**Trecho:**
▬▬▬▬▬▬▬▬▬▬
Com cerca de oito anos de estrada, o projeto passou a tomar novos rumos. Segundo Derineudo, foi ao perceber que o assistencialismo não era suficiente para mudar a realidade das famílias que o projeto passou a ser desenvolvido também nas áreas de esporte, arte e profissionalisação.

“[Eu pensava] Essas crianças irão crescer comendo cachorro quente (é algo prazeroso), as familias recebendo cestas básicas (algo que é muito digno), mas eu preciso que elas possam se desenvolver pra que elas possam abrir a mente e começar a sonhar, fora da realidade muitas vezes ruins que elas vivem, então iniciou pela família, aí eu fui lá e disse chegou o momento e se iniciou a primeira escolinha cultural do projeto com música, com um ano de Amigos Solidários, e depois disso, outras pessoas que estavam acompanhando as entregas de cestas báscias, de alimentos”, explica.

Atualmente, o Amigos Solidários possui 13 escolinhas, com sete modalidades esportivas. São quase mil crianças oriundas de bairros pobres na capital acreana, como Caladinho, Juarez Távora, Aroeira, Jequitibá e Mocinha Magalhães.

“O projeto vem crescendo bastante. Costumo dizer que não se constrói grandes construções sozinho, sou muito grato a todos que abraçaram esse projeto, eu apenas represento esses guerreiros de coração tão grande que abrem mão muitas vezes do seu lazer, da sua família dos seus objetivos pessoais pra ajudar aquelas pessoas que estão às vezes sem esperanças, tristes, desacreditados da humanidade”, reforça.

Histórias que marcaram

“Verônica era uma potência no atletismo”, conta Derineudo sobre a menina que se tornou parte de sua família, mas faleceu deixando para trás uma saudade sem fim (Foto: Arquivo pessoal)

Ao longo de sua caminhada, Derineudo se depara com muitas histórias inspiradoras, mas nenhuma o toca mais do que a história de Verônica, uma menina de apenas 12 anos, querida por todos que a conheciam. Ela faleceu ao fazer um desafio da internet.

Nós tivemos uma jovem que encontramos no [Bairro] Aroeira, [chamada] Veronica. Ela esteve ao nosso lado durante dois anos, encontramos ela em uma casa simples, e essa jovem passou dois anos treinando, e fez um desafio da internet e faleceu. Era como uma filha pra mim. Quando ela partiu, foi quase um mês que não conseguia ouvir a palavra ‘projeto’, porque eu já ligava à ela. Hoje eu já consigo falar, o projeto continua, porque eu sei que se a Verônica estivesse viva hoje, estaria Brasil a fora no atletismo representando o Acre, o Brasil, e o melhor encantando e dizendo a todos os jovens ‘nós podemos sim encontrar no Esporte, na Cultura, na Educação, um caminho melhor pra nós e todos os que estão à nossa volta'”, reforça Derineudo.
▬▬▬▬▬▬▬▬▬▬
**Dados fornecidos:**
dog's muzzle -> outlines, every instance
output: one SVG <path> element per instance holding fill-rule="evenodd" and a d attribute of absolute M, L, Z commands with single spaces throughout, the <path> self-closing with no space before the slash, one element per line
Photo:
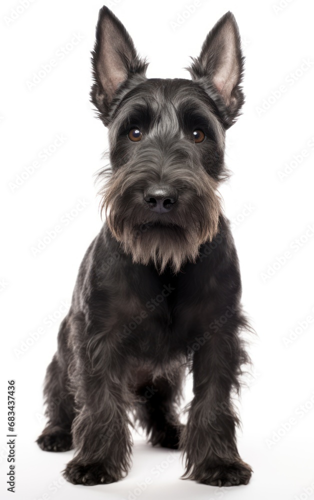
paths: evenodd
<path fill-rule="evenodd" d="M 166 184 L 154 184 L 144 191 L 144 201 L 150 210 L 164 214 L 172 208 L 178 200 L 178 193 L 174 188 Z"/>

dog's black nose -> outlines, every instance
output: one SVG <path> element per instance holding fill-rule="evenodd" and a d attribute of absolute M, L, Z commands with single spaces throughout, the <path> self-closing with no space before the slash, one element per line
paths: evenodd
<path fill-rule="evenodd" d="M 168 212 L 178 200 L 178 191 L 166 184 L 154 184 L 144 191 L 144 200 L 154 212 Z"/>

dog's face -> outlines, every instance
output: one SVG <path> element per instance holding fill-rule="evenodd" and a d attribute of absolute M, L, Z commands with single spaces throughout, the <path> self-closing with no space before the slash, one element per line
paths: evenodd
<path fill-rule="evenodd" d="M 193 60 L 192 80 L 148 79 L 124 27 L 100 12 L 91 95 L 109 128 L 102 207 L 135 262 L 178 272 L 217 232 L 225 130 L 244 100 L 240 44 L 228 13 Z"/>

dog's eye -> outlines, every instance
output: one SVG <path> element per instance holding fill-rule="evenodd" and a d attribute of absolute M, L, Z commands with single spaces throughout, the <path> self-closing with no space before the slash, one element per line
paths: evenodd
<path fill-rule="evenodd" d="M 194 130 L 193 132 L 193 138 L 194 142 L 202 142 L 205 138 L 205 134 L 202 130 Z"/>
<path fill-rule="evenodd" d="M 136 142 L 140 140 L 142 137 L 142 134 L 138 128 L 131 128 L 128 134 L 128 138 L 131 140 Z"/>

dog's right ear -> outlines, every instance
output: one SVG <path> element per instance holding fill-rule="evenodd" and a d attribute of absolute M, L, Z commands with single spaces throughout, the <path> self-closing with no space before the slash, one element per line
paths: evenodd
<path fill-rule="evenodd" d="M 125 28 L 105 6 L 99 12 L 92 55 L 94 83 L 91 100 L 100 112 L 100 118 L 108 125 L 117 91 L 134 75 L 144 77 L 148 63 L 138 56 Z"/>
▬▬▬▬▬▬▬▬▬▬
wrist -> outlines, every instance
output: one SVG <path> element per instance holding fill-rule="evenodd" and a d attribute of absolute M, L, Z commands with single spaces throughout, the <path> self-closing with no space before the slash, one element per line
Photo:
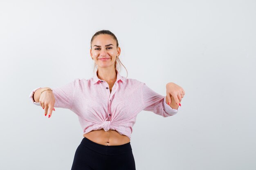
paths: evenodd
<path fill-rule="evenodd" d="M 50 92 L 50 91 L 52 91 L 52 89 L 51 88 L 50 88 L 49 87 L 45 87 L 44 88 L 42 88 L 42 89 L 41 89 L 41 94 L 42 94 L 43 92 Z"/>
▬▬▬▬▬▬▬▬▬▬
Escreva a continuação do trecho sobre o projeto Amigos Solidários, começando logo após a última frase apresentada.

Prêmio Razões para Acreditar

O policial ajudou o picolezeiro sem esperar nada em troca, mas a ação lhe rendeu um prêmio nacional meses depois, tornando o projeto ainda mais conhecido (Foto: Arquivo pessoal)

Com a repercussão de sua ação em favor do picolezeiro Manoel Vieira, Derineudo foi indicado e conquistou o Prêmio Razões para Acreditar 2021 na categoria “Vaquinha”. Ao todo, a premiação foi dividida entre 16 categorias e elegeu as histórias de maior destaque do ano, com direito a 600 mil votos do público para a disputa entre 48 concorrentes.

“O sentimento é de agradecimento, gratidão, a todos que fazem parte desse projeto. Eu não estou só, apenas represento um grupo de quase mil voluntários que trabalham direta ou indiretamente. As instituições parceiras que ajudaram [e ajudam] até hoje o projeto, onde ele chegou, com certeza tem voos mais altos a serem conquistados para que aquelas pessoas que muitas vezes não conseguem iniciar a sua caminhada possam receber ajuda dessas pessoas que estão batalhando por elas, porque existem pessoas que não conseguem gritar ou falar de tanta fome, de tanta falta de esperança”, destaca.

Como se voluntariar

Para se tornar um voluntário, basta entrar em contato com a equipe do Programa Amigos Solidários por meio das redes sociais como Facebook e Instagram. Doações também podem ser feita por meio de transferência via PIX: 30471045000105.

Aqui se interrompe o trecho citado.